[[ DATA FOR REVIEW open ]]

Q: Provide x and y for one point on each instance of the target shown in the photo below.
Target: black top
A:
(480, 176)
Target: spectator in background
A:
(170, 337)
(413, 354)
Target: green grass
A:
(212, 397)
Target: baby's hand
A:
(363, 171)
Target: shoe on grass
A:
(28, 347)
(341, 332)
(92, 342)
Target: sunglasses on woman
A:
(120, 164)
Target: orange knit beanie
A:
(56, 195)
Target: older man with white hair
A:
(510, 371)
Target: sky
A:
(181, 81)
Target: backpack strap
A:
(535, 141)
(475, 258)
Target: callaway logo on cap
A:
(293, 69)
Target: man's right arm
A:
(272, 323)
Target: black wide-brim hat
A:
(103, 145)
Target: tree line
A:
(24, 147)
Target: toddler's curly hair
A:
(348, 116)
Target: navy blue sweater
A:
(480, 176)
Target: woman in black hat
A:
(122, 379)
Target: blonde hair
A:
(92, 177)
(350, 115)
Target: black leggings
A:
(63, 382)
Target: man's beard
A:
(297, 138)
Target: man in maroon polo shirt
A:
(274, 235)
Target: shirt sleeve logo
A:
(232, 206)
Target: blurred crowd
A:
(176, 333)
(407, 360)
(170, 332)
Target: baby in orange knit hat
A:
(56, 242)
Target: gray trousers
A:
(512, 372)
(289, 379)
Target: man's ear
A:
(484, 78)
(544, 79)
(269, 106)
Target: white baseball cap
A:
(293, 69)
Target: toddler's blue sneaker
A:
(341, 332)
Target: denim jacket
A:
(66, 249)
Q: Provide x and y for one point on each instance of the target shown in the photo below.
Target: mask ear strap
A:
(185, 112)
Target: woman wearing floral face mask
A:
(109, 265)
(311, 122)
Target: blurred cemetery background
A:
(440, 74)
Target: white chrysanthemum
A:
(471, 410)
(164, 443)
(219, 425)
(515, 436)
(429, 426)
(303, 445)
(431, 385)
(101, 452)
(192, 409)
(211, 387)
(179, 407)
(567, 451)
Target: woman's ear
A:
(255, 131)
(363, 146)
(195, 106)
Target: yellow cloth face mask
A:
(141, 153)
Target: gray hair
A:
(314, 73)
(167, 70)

[[ DATA FOR REVIEW closed ]]

▶ **REQUIREMENT**:
Extract every record. Keep wording exact.

▶ **RESPONSE**:
Q: Provide x and y for one point on each instance of the target shown in the photo below.
Target: black top
A:
(480, 176)
Target: spectator in background
A:
(170, 337)
(413, 354)
Target: green grass
A:
(212, 397)
Target: baby's hand
A:
(363, 171)
Target: shoe on grass
A:
(28, 347)
(341, 332)
(92, 342)
Target: sunglasses on woman
A:
(120, 164)
Target: orange knit beanie
A:
(56, 195)
Target: older man with white hair
A:
(510, 371)
Target: sky
A:
(181, 81)
Target: backpack strap
A:
(535, 141)
(475, 258)
Target: callaway logo on cap
A:
(293, 69)
Target: man's right arm
A:
(272, 323)
Target: black wide-brim hat
A:
(103, 145)
Target: tree line
A:
(24, 147)
Target: toddler's curly hair
A:
(348, 116)
Target: navy blue sweater
A:
(480, 176)
Target: woman in black hat
A:
(122, 379)
Target: blonde hair
A:
(92, 177)
(350, 115)
Target: black leggings
A:
(63, 382)
Target: man's beard
A:
(297, 138)
Target: man in maroon polo shirt
A:
(274, 235)
Target: shirt sleeve logo
A:
(232, 206)
Target: blurred crowd
A:
(176, 333)
(407, 360)
(170, 332)
Target: baby in orange knit hat
A:
(56, 242)
Target: gray trousers
A:
(512, 372)
(289, 379)
Target: man's ear
A:
(484, 78)
(544, 79)
(269, 106)
Target: white baseball cap
A:
(293, 69)
Target: toddler's blue sneaker
A:
(341, 332)
Target: denim jacket
A:
(66, 249)
Q: Provide x and y for one point on each instance of the target shown in the photo below.
Target: mask ear strap
A:
(185, 112)
Target: woman wearing floral face mask
A:
(109, 265)
(311, 122)
Target: blurred cemetery background
A:
(440, 74)
Target: white chrysanthemum
A:
(471, 410)
(164, 443)
(219, 425)
(515, 436)
(429, 426)
(303, 445)
(431, 385)
(101, 452)
(192, 409)
(211, 387)
(179, 407)
(567, 451)
Target: woman's ear
A:
(255, 131)
(363, 146)
(195, 106)
Target: yellow cloth face mask
A:
(141, 153)
Target: gray hair
A:
(314, 73)
(167, 70)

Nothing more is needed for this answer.